Prompt: Your task is to give the records again exactly. Leave each picture out.

Natural-language object grounding data:
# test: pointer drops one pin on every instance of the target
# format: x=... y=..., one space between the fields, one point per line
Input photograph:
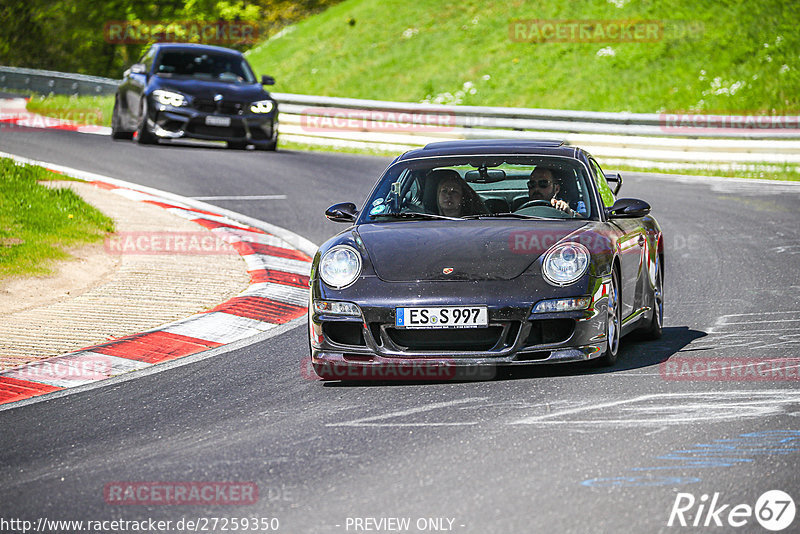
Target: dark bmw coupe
x=485 y=253
x=195 y=91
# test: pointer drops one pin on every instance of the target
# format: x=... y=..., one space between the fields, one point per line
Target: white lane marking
x=371 y=421
x=257 y=262
x=765 y=321
x=138 y=196
x=218 y=327
x=69 y=370
x=757 y=317
x=232 y=235
x=247 y=197
x=283 y=293
x=194 y=216
x=674 y=408
x=795 y=312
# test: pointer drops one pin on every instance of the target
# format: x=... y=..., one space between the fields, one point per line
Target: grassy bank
x=733 y=56
x=38 y=224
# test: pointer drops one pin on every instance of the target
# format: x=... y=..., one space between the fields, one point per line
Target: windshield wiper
x=509 y=214
x=415 y=215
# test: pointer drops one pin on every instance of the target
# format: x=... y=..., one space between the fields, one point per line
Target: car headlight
x=565 y=263
x=340 y=266
x=262 y=106
x=169 y=98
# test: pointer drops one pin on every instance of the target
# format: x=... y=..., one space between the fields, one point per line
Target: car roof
x=196 y=47
x=552 y=147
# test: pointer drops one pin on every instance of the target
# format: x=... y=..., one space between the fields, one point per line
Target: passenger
x=543 y=185
x=454 y=197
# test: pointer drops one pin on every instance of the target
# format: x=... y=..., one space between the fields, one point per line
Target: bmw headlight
x=565 y=263
x=262 y=106
x=169 y=98
x=340 y=266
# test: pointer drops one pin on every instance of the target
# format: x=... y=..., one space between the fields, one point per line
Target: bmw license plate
x=442 y=317
x=212 y=120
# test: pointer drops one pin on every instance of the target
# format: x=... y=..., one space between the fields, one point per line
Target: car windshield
x=204 y=66
x=476 y=187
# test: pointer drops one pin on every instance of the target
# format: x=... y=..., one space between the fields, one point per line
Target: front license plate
x=212 y=120
x=443 y=317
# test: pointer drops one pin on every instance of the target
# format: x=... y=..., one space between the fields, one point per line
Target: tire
x=116 y=129
x=143 y=135
x=269 y=147
x=613 y=324
x=655 y=328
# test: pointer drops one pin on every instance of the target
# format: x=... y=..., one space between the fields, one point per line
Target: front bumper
x=167 y=122
x=514 y=337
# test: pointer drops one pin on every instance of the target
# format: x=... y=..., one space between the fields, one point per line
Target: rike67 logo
x=774 y=510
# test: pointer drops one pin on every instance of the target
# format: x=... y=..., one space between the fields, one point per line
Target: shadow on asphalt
x=633 y=354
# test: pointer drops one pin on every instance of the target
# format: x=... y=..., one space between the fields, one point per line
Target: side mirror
x=614 y=178
x=628 y=208
x=343 y=212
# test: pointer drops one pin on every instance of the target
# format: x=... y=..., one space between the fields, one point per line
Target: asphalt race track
x=555 y=449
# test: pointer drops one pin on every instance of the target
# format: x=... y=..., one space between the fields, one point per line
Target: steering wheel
x=531 y=203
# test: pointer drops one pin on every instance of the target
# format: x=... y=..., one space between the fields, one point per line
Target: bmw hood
x=499 y=249
x=206 y=90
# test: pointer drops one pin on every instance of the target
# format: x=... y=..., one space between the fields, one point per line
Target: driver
x=543 y=185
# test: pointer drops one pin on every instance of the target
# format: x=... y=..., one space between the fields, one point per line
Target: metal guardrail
x=51 y=82
x=648 y=138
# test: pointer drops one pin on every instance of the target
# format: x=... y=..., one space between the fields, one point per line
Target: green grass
x=733 y=56
x=38 y=224
x=90 y=110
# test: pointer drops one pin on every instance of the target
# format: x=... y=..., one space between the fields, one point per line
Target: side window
x=148 y=58
x=606 y=193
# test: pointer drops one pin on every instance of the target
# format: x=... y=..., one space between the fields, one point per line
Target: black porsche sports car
x=485 y=253
x=197 y=91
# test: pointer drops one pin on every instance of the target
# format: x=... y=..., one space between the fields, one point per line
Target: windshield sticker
x=378 y=209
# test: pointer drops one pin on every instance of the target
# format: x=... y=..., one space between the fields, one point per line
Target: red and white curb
x=278 y=293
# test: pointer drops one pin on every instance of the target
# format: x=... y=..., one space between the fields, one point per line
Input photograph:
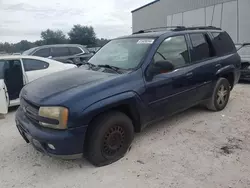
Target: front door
x=170 y=92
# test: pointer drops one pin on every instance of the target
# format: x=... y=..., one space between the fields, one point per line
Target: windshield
x=122 y=53
x=245 y=51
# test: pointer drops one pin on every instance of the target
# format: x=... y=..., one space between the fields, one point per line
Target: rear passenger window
x=75 y=50
x=33 y=64
x=201 y=49
x=60 y=51
x=174 y=50
x=223 y=43
x=43 y=52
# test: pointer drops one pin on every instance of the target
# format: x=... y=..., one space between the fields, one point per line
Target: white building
x=230 y=15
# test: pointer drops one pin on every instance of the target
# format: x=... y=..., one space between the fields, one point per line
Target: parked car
x=16 y=71
x=66 y=53
x=244 y=52
x=128 y=84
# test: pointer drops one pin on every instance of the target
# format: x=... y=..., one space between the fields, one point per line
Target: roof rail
x=198 y=28
x=177 y=28
x=158 y=29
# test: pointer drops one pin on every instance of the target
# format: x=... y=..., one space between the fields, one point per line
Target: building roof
x=145 y=5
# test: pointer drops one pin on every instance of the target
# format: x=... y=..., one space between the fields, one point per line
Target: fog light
x=51 y=146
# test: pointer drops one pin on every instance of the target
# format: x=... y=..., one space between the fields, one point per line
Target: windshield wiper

Exercise output:
# test: pointer drops one pin on every instance of the target
# format: x=... y=..., one space between the fields, one point per line
Input photograph:
Target: dark bmw coupe
x=485 y=253
x=195 y=91
# test: pointer drops one pin on every instance of the target
# format: x=... y=..., one space between the fields, one point per line
Target: white lane marking
x=371 y=421
x=257 y=262
x=765 y=321
x=138 y=196
x=218 y=327
x=69 y=370
x=757 y=317
x=232 y=235
x=247 y=197
x=283 y=293
x=194 y=216
x=674 y=408
x=795 y=312
# test: pointer drops one pin on every instance of the target
# format: x=... y=..., one space between the fields, one point per line
Target: grassy bank
x=733 y=56
x=38 y=224
# test: pointer drops one pin on every instance of the target
# format: x=... y=..., one space between the fields, one point per line
Target: windshield wiper
x=509 y=214
x=415 y=215
# test: pointer drops one pin on every instance of the target
# format: x=... y=..., one space between the fields, one point per line
Target: car headlight
x=565 y=263
x=340 y=266
x=262 y=106
x=169 y=98
# test: pointer drops one pin on every instance of the target
# format: x=... y=..., one space between the fields, one point per line
Target: car roof
x=196 y=47
x=552 y=147
# test: pointer drops one pin on every instance of the target
# format: x=... y=..., one space between the fields, one point per line
Target: passenger
x=543 y=185
x=454 y=197
# test: pointer drops one pin on every instance of the target
# format: x=... y=..., one space between the fields, one point per line
Target: bmw headlight
x=565 y=263
x=262 y=106
x=169 y=98
x=340 y=266
# test: pointer drops one pin on every instance of the target
# format: x=... y=..., one space between the fields, one point per line
Target: bmw license plate
x=442 y=317
x=212 y=120
# test: pointer drops one pin on every instance of the target
# format: x=... y=..., one space between the fields, one point per line
Target: car windshield
x=204 y=66
x=476 y=187
# test: pointer drops one pin on every instance of the target
# format: x=... y=..., one space between the fields, one point per line
Target: front license plate
x=212 y=120
x=443 y=317
# test: pointer drops one pin on every instance of the target
# format: x=... y=..., one space between the fields, one point per line
Target: tire
x=116 y=129
x=143 y=135
x=269 y=147
x=613 y=324
x=655 y=328
# test: pointer drops one pin on every instance of the target
# format: x=... y=..., one space between the fields, one point per line
Target: front bumper
x=167 y=122
x=514 y=337
# test: pointer drops one pin on every instance of the target
# format: x=... y=..., one space between the fields, one point per line
Target: rike67 logo
x=774 y=510
# test: pointer drops one pin on every instance of the target
# format: x=... y=..., one space between the fields, one point per line
Target: shadow on asphalt
x=633 y=354
# test: pointer drops one pin on every instance of the target
# format: x=... y=..., one space between the fields, one point per line
Target: side mirror
x=614 y=178
x=628 y=208
x=343 y=212
# test: pointer drops one pin on every instance of the target
# format: x=... y=..., one space between the fields, one point per line
Target: asphalt race track
x=555 y=449
# test: pointer drops one pin on every instance of the target
# format: x=... y=..., one space between the fields, one point per line
Target: steering wheel
x=531 y=203
# test: pointer drops one pin on every instance of the target
# format: x=... y=..., one space between the fields, one point per line
Target: bmw hood
x=499 y=249
x=206 y=90
# test: pointer drops one pin on every instance of the target
# format: x=... y=..., one space between the fields, one point per line
Target: driver
x=543 y=185
# test: pointer drops one pin on every instance of the target
# format: x=... y=..., one space between the fields, one point per line
Target: metal guardrail
x=51 y=82
x=648 y=138
# test: pointer drops one pin on every instance of the target
# format: x=... y=..., one space between the fields, one point per line
Target: green grass
x=733 y=56
x=38 y=224
x=90 y=110
# test: pointer drops one pin on every instance of the target
# format: x=... y=..., one space between the fields, one point per line
Target: side window
x=148 y=58
x=606 y=193
# test: pointer drops one pin on every instance of the target
# format: x=... y=..., one space between the fields, one point per line
Target: black porsche sports car
x=485 y=253
x=197 y=91
# test: pointer drops one pin on every instance of the target
# format: x=... y=..., one space between the fields, one point per line
Target: windshield sticker
x=378 y=209
# test: pointer drops one pin on every instance of the target
# format: x=... y=..., one space between the fields, one point per line
Target: red and white curb
x=278 y=293
# test: pointer drops one pin on every instance of the target
# format: x=... y=..., one space between the fields, one point per line
Input photograph:
Target: front door
x=170 y=92
# test: pointer drops one pin on every instance of the target
# format: x=... y=..., one space between the fields, one point per line
Target: windshield
x=122 y=53
x=245 y=51
# test: pointer drops one pin on every instance of the target
# format: x=... y=..., one space between the fields, one point per line
Target: rear passenger window
x=75 y=50
x=33 y=64
x=201 y=49
x=60 y=51
x=174 y=50
x=223 y=43
x=43 y=52
# test: pointer drops one pin on every instance of the target
# format: x=... y=..., one space between the fields, one point per line
Target: white building
x=230 y=15
# test: pointer drops one pin on every instance of the target
# format: x=... y=..., one space between the fields, one point per line
Target: parked car
x=16 y=71
x=66 y=53
x=244 y=52
x=128 y=84
# test: pointer drops one pin on every instance of the target
# format: x=... y=..., one space between the fields, one point per line
Target: roof rail
x=198 y=28
x=177 y=28
x=158 y=29
# test: pointer drops one pin on every instance of the target
# format: x=... y=..., one space between the fields, one point per line
Target: building roof
x=145 y=5
# test: pointer drops one pin on every instance of the target
# format: x=... y=..., one space between the fields, one point per line
Target: fog light
x=51 y=146
# test: pointer drops one pin on every instance of the target
# format: x=... y=..., one space between the fields, one point per line
Target: windshield wiper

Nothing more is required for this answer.